O QUE FAZER:
A. Apresente, sem nenhuma alteração, o trecho do texto sobre inteligência artificial e trabalho que vai de "O fato é corroborado" até "2016, p. 44).", incluindo este último.
B. Extraia, por favor, todas as linhas que contêm a palavra "brick".

TEXTO PARA LEITURA:

==========

SUBSTUIÇÃO vs COOPERAÇÃO: Impactos da Inteligência Artificial nas Relações de Trabalho

Por João Dallapiccola
A preocupação de que os avanços tecnológicos levariam à substituição de postos de trabalho não é recente, nem restrita ao desenvolvimento da Inteligência Artificial no século XXI. Suas raízes remontam à Revolução Industrial, quando a introdução de máquinas a vapor e a mecanização da produção geraram receios de que as habilidades artesanais se tornassem obsoletas e provocassem desemprego em massa.
Essa inquietação persistiu ao longo das revoluções industriais seguintes, motivando debates sobre seu alcance e impacto. Apesar das mudanças significativas, nenhuma inovação tecnológica eliminou totalmente a necessidade de trabalho humano; ao contrário, muitas transformações criaram novas ocupações, como a de operador de máquinas.
Contudo, o uso crescente de tecnologias para substituir processos manuais tem levado à extinção de funções antes exercidas por pessoas, resultando em demissões em massa de determinados grupos. Schwab (2016) aponta indícios de possível redução do número de empregos industriais na Quarta Revolução Industrial, em comparação com as anteriores:
De acordo com uma estimativa do Oxford Martin Programme on Technology, apenas 0,5% da força de trabalho dos EUA está empregada em indústrias que não existiam na virada do século, uma porcentagem muito menos do que os aproximadamente 8% de novos postos de trabalho criados em novas indústrias durante a década de 1980 e os 4,5% de novos postos de trabalho criados durante a década de 1990.
O fato é corroborado por um recente censo econômico dos EUA, que esclarece que as inovações em tecnologias da informação e em outras tecnologias descontinuadoras tendem a elevar a produtividade por meio da substituição dos trabalhadores existentes; mas não por intermédio da criação de novos produtos que necessitam de mais trabalho para serem produzidos. (Schwab, 2016, p. 44).
Segundo o relatório da UFRJ elaborado por Lima, Strauch, Esteves, Souza, Chaves e Gomes (2019) sobre os impactos da automação no contexto brasileiro, cerca de 60% dos empregos no Brasil enfrentam alto risco de automação nas próximas décadas. Entre as dez ocupações mais numerosas, oito são suscetíveis, incluindo assistente administrativo, auxiliar de escritório e vendedor varejista, áreas que, na época da pesquisa, empregavam mais de 11 milhões de pessoas — cerca de um quinto da força de trabalho formal.

==========

LINHAS FORNECIDAS:
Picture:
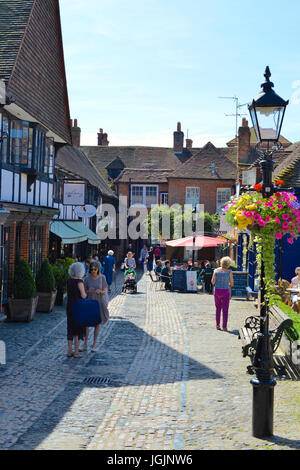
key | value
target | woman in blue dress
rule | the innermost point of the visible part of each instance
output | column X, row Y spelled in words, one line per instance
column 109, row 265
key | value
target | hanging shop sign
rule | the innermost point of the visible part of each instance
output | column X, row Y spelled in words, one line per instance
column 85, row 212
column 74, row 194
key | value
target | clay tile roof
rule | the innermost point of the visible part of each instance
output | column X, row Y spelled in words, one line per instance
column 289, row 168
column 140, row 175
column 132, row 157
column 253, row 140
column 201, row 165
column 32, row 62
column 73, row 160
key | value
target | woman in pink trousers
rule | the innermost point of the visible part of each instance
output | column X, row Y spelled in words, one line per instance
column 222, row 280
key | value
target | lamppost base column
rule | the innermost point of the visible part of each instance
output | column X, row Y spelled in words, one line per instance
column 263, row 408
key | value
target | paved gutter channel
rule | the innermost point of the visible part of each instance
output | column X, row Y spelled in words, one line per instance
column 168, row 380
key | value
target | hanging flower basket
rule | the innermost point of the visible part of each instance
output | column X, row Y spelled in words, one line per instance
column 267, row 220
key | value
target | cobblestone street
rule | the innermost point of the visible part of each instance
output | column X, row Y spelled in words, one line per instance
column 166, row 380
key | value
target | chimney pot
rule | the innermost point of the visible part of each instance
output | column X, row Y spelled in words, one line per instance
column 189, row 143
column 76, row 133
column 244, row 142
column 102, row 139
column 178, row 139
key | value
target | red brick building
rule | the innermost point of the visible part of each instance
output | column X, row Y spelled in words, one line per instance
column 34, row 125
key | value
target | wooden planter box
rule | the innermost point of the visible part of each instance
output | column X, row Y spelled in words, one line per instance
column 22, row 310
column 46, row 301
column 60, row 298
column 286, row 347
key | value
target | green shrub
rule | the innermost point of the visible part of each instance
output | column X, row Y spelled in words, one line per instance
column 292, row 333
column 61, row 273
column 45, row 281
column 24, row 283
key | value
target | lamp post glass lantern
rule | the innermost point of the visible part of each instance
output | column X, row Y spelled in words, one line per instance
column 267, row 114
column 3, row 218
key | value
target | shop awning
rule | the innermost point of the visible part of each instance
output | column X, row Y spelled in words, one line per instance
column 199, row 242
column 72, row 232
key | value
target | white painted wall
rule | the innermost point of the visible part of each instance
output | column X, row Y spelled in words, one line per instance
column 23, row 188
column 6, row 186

==========

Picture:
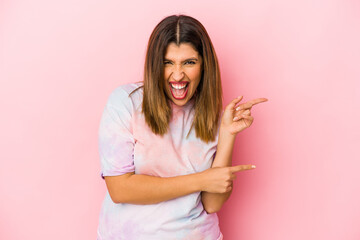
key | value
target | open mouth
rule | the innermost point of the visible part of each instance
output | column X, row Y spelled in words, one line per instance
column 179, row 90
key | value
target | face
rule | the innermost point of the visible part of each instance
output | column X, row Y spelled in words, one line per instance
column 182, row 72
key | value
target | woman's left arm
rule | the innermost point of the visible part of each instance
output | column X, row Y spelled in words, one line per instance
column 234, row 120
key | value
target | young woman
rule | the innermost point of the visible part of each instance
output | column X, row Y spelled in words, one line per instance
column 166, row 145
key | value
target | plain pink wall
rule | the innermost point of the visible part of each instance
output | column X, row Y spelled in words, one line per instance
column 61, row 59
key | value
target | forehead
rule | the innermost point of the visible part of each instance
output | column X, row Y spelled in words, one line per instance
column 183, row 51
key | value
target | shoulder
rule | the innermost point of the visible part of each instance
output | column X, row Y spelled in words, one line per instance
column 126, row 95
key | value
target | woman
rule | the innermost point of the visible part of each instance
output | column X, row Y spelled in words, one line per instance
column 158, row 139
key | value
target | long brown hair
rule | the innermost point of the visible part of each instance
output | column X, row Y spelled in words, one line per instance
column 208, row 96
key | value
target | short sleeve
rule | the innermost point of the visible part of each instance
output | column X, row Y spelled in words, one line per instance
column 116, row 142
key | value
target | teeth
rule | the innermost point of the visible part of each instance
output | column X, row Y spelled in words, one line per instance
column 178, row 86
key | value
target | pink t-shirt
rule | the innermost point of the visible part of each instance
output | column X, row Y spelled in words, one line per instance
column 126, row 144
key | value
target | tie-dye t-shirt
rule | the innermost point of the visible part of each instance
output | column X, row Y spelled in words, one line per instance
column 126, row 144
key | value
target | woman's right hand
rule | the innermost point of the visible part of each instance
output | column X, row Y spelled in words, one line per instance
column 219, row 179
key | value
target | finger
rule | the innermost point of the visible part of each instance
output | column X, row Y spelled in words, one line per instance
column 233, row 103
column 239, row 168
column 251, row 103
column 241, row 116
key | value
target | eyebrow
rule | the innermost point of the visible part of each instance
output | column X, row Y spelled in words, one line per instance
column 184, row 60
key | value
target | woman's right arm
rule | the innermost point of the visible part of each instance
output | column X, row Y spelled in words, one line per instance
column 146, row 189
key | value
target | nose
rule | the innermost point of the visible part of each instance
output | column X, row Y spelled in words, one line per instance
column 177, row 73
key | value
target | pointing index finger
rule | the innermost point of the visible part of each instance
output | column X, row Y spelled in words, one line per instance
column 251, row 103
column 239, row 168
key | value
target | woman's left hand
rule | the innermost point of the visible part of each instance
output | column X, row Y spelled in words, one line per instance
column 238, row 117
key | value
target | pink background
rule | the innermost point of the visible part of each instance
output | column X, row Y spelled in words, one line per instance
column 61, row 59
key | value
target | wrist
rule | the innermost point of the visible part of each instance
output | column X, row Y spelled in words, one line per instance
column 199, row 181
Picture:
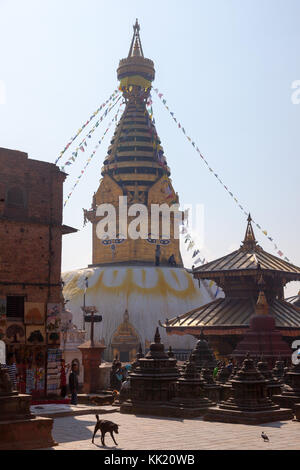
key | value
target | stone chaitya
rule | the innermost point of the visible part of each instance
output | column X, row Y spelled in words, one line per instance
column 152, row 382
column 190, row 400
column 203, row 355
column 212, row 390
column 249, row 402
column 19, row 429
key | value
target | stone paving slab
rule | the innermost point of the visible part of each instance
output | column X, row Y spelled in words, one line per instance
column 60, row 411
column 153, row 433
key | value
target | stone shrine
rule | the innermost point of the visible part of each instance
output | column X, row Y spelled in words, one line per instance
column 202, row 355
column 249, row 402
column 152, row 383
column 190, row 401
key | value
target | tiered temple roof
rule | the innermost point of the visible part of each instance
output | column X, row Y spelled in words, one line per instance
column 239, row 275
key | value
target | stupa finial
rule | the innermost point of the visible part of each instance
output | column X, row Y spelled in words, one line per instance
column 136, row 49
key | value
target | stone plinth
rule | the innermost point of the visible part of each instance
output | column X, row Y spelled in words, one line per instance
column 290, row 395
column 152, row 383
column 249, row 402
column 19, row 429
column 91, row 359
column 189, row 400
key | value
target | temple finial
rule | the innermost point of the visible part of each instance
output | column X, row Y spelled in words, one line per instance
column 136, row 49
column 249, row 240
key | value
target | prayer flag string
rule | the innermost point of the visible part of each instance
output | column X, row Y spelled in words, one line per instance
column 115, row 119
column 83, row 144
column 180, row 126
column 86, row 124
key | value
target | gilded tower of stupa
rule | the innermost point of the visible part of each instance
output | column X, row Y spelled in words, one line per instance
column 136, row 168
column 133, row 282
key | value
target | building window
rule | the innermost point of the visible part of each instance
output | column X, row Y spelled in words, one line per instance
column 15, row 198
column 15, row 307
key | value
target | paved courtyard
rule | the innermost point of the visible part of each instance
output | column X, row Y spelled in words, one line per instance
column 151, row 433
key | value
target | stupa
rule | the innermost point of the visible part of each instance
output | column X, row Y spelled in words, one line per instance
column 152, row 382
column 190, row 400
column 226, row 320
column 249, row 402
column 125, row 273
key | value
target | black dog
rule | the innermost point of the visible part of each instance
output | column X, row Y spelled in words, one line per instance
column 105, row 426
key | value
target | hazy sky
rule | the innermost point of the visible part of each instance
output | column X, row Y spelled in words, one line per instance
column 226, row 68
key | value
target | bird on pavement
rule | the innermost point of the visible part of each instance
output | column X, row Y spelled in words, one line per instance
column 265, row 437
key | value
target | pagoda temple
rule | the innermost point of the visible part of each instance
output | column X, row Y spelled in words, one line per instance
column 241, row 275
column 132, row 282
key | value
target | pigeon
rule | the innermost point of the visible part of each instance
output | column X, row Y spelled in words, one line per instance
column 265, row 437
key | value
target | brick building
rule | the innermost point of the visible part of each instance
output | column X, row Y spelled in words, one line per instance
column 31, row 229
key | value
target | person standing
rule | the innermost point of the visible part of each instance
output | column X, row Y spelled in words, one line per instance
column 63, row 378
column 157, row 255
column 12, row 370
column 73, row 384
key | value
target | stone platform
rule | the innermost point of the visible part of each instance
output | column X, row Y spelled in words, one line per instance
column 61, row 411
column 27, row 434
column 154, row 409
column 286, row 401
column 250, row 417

==========

RESULTADOS:
A.
O fato é corroborado por um recente censo econômico dos EUA, que esclarece que as inovações em tecnologias da informação e em outras tecnologias descontinuadoras tendem a elevar a produtividade por meio da substituição dos trabalhadores existentes; mas não por intermédio da criação de novos produtos que necessitam de mais trabalho para serem produzidos. (Schwab, 2016, p. 44).

B.
target | red brick building
target | brick building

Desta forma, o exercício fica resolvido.